EXERCISE TEXT
[Start of Attachment]
UC San Diego Health shifts records system to the cloud

Healthcare organization migrates Epic EHR from its on-premise data center to the vendor’s hosted environment.


UC San Diego Health has migrated its on-premise Epic electronic health record system to a cloud environment hosted by the EHR vendor as part of a long-term strategy to shift away from a traditional data center model.

In fact, UC San Diego Health is the first academic health system to make the transition from a self-hosted Epic IT infrastructure to the vendor’s cloud hosting environment. Epic offers both on-premise and hosted data solutions for its customers.

So far, UC San Diego Health has moved about 10,000 desktops to this hosted environment, enabling its users to access the EHR through the cloud. In addition, the healthcare organization’s system is supporting UC Riverside Health and community practice affiliates. Further, beginning in November, it also will also share its Epic EHR with UC Irvine Health.

“We don’t have a state-of-the-art data center anymore and—as we looked at the need to grow—it was the right time for us to move to a hosted environment,” says Christopher Longhurst, MD, chief information officer at UC San Diego Health, who says cost and scalability were important factors in making the move.

Cybersecurity was also a driver in the decision to move to an Epic-hosted cloud environment, according Longhurst.

“We didn’t have any cybersecurity issues with on-premise hosting, but the level and type of security monitoring that can be offered by Epic through their hosting exceeds what we can do locally,” adds Longhurst, who notes that the cloud provides timely cybersecurity updates and patching as well as heightened security controls. “They’ve got a 24/7 network operations center and—from a technology standpoint—we don’t have the scale to do that ourselves.”

Also See: Why healthcare is continuing its shift to the cloud

Epic maintains a production data center located in Verona, Wis., as well as a disaster recovery data center in Rochester, Minn., which the vendor purchased from the Mayo Clinic to serve as backup infrastructure.
[End of Attachment]
DATASET EXTRACT
[Start of Attachment]
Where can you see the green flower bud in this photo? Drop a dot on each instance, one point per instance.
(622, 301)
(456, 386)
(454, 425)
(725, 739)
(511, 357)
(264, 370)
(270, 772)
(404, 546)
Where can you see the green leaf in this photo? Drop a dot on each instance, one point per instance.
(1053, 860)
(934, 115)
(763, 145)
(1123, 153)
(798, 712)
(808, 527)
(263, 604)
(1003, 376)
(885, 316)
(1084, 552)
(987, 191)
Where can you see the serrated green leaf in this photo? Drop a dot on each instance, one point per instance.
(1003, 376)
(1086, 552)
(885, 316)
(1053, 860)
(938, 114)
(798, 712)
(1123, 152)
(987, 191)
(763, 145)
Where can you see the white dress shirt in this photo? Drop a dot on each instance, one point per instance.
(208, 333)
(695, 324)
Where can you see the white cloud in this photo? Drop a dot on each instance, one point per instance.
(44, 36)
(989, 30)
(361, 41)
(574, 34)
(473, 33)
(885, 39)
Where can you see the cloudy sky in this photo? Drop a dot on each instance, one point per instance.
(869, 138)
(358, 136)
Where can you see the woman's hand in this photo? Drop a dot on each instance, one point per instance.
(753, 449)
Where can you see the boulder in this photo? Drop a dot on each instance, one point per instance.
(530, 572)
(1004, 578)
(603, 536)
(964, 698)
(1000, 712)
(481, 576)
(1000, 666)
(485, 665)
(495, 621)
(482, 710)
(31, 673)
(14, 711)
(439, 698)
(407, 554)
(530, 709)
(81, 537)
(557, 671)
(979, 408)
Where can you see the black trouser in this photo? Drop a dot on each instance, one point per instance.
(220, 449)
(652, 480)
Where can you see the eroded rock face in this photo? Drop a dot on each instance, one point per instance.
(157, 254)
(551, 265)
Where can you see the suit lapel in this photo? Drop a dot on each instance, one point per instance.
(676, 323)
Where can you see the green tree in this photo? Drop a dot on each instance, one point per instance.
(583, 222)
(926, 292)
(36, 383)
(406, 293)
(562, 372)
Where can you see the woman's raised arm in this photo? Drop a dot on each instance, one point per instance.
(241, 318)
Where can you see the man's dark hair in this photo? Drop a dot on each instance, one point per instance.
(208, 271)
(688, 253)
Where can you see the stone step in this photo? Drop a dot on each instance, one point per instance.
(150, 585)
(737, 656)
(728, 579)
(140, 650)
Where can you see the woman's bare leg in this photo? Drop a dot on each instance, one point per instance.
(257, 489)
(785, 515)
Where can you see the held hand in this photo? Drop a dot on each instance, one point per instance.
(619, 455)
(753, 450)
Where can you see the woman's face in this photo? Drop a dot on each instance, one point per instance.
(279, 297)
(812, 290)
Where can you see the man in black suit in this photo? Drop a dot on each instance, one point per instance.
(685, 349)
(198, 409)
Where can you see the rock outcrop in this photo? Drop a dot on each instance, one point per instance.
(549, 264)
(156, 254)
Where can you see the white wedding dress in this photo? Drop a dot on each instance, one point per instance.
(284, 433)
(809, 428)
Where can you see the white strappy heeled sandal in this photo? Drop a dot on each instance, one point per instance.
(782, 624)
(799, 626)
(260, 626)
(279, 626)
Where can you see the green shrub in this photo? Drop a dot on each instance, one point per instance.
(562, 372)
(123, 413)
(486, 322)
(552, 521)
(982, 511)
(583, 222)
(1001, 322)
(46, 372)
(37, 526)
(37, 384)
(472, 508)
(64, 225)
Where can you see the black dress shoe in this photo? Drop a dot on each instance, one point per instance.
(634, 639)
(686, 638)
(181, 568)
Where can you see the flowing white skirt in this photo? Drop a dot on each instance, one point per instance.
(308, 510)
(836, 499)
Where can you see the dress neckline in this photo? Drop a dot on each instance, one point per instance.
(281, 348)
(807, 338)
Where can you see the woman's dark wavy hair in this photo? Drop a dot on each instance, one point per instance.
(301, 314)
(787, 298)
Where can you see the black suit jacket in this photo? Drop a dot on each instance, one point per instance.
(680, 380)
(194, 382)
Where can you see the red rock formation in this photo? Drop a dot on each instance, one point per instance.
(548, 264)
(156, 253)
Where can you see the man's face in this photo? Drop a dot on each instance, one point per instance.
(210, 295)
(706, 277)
[End of Attachment]
WHAT TO PRODUCE
Continue the article on UC San Diego Health's move of its Epic records system to the cloud, starting after its last sentence.

REPLY
“Our main production environment comes out of Verona, but should that go down or our connection be severed by some natural disaster or something, then we would flip over to the Mayo data center,” Longhurst says. “It’s very stable, and we’ve had zero downtime since conversion. And our performance with the hosted model has actually exceeded our on-premise performance.”

To date, UC San Diego Health has integrated more than 100 third-party applications that work with Epic within the new cloud environment.

“We have an evolving and more modern data center strategy now, which is whenever possible, we move our applications to cloud hosting,” says Longhurst. “The least desirable option is on-premise hosting, which we’ll still have for some security- and latency-dependent applications—but over time, we expect to dramatically shrink our local data center.”

At the same time, according to Longhurst, the UC health system’s five academic centers—Davis, Irvine, Los Angeles, San Diego, and San Francisco—are working together at an “unprecedented” data-sharing approach across the state as California’s fourth largest healthcare system.

“We have a shared data center now between UC San Diego, UC Irvine and UCLA, and UCSF and UC Davis have a shared data center,” he observes. “The goal is to consolidate our 13 on-site data centers to these two shared data centers that then provide backup for each other.”

Within three years, UC San Diego Health plans to fully deploy cloud-based solutions for all its data storage needs.

“Hospitals’ core competencies should be delivering patient care, not running data centers,” contends Longhurst. “The more that we can allow healthcare systems to focus on care delivery, the better our patients will be.”